# Provided text
================================

The Canadian Constitution Foundation (CCF) is launching a legal challenge to the Trudeau government’s mandatory quarantine hotels.

In a statement on Monday, the CCF said it will argue that forcing people to stay in quarantine hotels and pay out of pocket violates the Charter of Rights and Freedoms. The CCF is joining five individuals who were forced to stay in quarantine hotels after travelling abroad for compassionate reasons, such as attending a funeral or attending to a spouse who received surgery abroad.

“The quarantine hotel policy is an unjustified limit on the rights of Canadians’ Charter protected right to enter Canada. The $2,000 cost per traveler is exploitive and punitive, and some of the hotels have been operating with inhumane conditions,” said CCF Litigation Director Christine Van Geyn.

Earlier this year, the Trudeau government began requiring that everyone who enters Canada from abroad must stay in government-approved hotels for up to three days and pay up to $2,000 out of pocket. 

The policy has faced increased scrutiny as many travellers have complained about the poor conditions of the hotels. An instance of sexual assault has also been been reported.

As of Monday, the government was attempting to enlist more hotels to become quarantine sites.

“The individual applicants in this challenge must leave Canada for incredibly compassionate and sympathetic reasons. Their need to travel is unimpeachable,” Van Geyn said. 

“It is frankly bizarre and cruel that the federal government provides specific exemptions for compassionate travel into Canada, but not for the reverse situation of individuals travelling out of Canada for compassionate reasons. That’s why we are bringing this constitutional challenge.” 

The CCF claims that the quarantine hotel policy violates multiple sections of the Charter, including those preserving the right to enter Canada, freedom from arbitrary detention and freedom from cruel and unusual punishment.

================================

# Excerpted records
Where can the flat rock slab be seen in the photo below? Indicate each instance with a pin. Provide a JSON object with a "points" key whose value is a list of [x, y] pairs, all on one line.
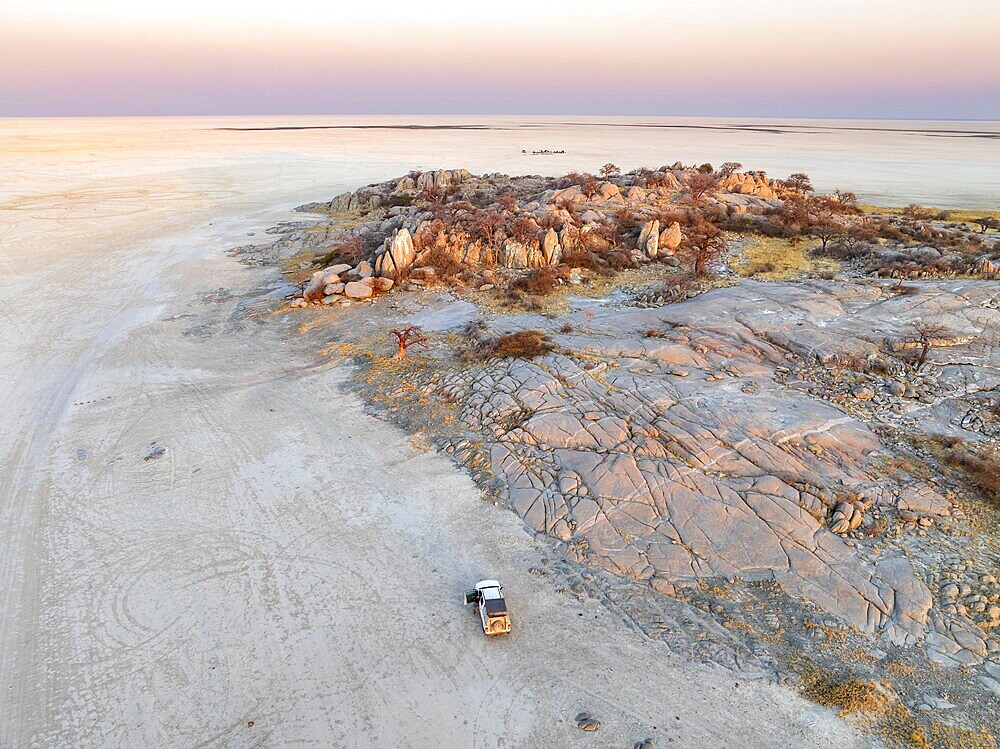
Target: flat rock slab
{"points": [[681, 457]]}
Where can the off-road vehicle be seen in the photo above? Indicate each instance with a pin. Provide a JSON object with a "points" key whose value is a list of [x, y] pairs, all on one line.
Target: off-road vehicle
{"points": [[488, 594]]}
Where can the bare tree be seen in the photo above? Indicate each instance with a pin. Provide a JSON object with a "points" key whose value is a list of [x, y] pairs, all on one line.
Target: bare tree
{"points": [[927, 334], [588, 185], [411, 336], [799, 183], [703, 242], [610, 170], [507, 201], [700, 185], [485, 225]]}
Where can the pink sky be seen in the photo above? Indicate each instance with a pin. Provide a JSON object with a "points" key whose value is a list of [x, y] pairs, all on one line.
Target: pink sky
{"points": [[880, 58]]}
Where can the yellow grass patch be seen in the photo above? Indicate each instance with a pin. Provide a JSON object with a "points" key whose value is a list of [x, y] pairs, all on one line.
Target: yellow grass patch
{"points": [[777, 259]]}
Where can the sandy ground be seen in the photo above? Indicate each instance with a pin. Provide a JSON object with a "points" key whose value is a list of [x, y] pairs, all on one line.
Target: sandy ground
{"points": [[289, 570]]}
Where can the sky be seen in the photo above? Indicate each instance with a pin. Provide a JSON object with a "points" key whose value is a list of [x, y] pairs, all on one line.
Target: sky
{"points": [[893, 59]]}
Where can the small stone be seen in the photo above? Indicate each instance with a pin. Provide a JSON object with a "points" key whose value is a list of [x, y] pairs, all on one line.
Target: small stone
{"points": [[586, 722], [357, 290]]}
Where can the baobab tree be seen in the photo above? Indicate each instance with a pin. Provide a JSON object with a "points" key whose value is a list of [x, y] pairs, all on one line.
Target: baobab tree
{"points": [[700, 185], [411, 336]]}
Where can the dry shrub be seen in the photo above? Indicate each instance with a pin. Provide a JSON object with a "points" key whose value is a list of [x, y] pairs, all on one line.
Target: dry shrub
{"points": [[444, 262], [540, 280], [524, 344], [981, 467], [851, 696]]}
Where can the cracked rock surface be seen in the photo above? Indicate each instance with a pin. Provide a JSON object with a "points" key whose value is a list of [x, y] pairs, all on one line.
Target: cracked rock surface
{"points": [[683, 455]]}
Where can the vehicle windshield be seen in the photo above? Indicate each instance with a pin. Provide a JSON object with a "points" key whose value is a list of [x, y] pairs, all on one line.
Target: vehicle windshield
{"points": [[495, 607]]}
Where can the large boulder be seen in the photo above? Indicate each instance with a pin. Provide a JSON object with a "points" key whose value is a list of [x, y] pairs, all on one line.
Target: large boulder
{"points": [[609, 193], [551, 250], [649, 238], [398, 256], [341, 203], [568, 195], [514, 255], [670, 239], [405, 184]]}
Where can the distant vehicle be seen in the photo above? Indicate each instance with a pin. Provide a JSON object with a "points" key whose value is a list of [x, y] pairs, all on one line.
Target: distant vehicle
{"points": [[488, 595]]}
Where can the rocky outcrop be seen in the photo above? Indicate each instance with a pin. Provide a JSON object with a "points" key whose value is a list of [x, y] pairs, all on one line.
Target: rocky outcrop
{"points": [[670, 239], [514, 254], [551, 250], [397, 257], [677, 457], [649, 239]]}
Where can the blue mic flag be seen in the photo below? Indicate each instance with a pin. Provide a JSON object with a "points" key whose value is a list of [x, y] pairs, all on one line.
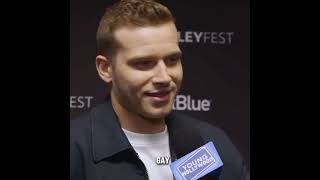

================================

# What is expected
Can you quote the article on the quarantine hotel challenge word for word, between "In a statement" and "Christine Van Geyn.", inclusive? The listing is material of its own and has no connection to the article.

# Answer box
In a statement on Monday, the CCF said it will argue that forcing people to stay in quarantine hotels and pay out of pocket violates the Charter of Rights and Freedoms. The CCF is joining five individuals who were forced to stay in quarantine hotels after travelling abroad for compassionate reasons, such as attending a funeral or attending to a spouse who received surgery abroad.

“The quarantine hotel policy is an unjustified limit on the rights of Canadians’ Charter protected right to enter Canada. The $2,000 cost per traveler is exploitive and punitive, and some of the hotels have been operating with inhumane conditions,” said CCF Litigation Director Christine Van Geyn.